Document extract:
# # # # #

# GHG 2005 Full bodies



## turkishgold11 (Oct 25, 2004)

Hey do you guy know anything about the new 05 GHG fullbodies. Just wondering how muck differant the 05's will be from the 04's. And what were the differances between the 03's to the 04's. Thanks guys.

!! Cupped Wings and Blue Skies !! :thumb:


----------



## turkishgold11 (Oct 25, 2004)

Just called Greenhead Gear Customer Service and the only differance between the 03's and the 04's are that the 04's have flocked heads. But reading previos thread I have found that some people have had problems with the paint chipping and the flocking coming off on hte 03's and I guess the fixed that problem and make the decoys with better material.

!! Cupped Wings and Blue Skies !! :thumb:


----------



## JIMC_ND (Oct 29, 2004)

The footbase is also completely different, much improved in '04.


----------



## Matt Jones (Mar 6, 2002)

The 03's had a one piece screw on foot base. After the amount of problems with the footbases on the 04's I wouldn't say they are much improved. If you take them on and off a lot they might be better, but if you're like a lot of guys who simply toss them in a trailer they aren't as good IMO.


----------



## Brad Hanson (Nov 13, 2004)

# # # # #

Entries from a point annotation set:
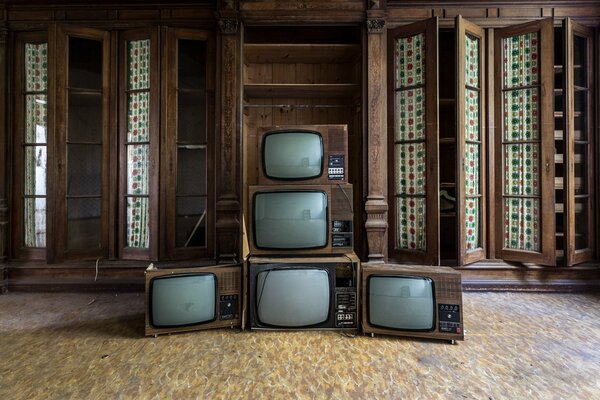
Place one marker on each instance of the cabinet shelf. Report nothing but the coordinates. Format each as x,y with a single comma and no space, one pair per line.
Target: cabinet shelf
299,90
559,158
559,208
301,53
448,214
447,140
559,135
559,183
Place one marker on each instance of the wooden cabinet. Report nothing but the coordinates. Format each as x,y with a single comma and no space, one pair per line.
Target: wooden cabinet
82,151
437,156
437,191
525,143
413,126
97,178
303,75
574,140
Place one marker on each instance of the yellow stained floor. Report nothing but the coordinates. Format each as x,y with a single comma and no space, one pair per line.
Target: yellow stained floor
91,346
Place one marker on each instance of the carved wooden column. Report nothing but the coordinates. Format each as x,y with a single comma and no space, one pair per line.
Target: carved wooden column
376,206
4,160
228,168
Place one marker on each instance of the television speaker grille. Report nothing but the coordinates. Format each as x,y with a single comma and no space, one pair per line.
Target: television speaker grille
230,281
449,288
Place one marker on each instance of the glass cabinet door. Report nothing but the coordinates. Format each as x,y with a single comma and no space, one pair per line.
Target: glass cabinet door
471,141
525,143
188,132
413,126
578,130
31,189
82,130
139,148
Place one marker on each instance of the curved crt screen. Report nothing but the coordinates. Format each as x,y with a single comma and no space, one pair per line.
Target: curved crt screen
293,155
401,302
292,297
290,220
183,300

# # # # #

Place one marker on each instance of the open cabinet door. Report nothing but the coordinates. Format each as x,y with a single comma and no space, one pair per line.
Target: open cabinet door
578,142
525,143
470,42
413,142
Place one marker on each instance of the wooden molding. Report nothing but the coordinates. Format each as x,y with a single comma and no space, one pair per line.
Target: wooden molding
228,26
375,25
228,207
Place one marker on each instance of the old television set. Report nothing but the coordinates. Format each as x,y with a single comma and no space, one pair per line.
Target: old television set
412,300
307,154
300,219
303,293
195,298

# # # # #

Set tasks:
[a] In the forum thread, what did Greenhead Gear Customer Service give as the only difference between the 03's and the 04's?
[b] List every line of the listing that contains the string "screen", matching case exactly.

Task-by-task outputs:
[a] The 04's have flocked heads.

[b]
Place one marker on each instance of the curved crt screen. Report nothing but the coordinates. Format each as x,y with a single comma and no space, one pair per line.
Target: curved crt screen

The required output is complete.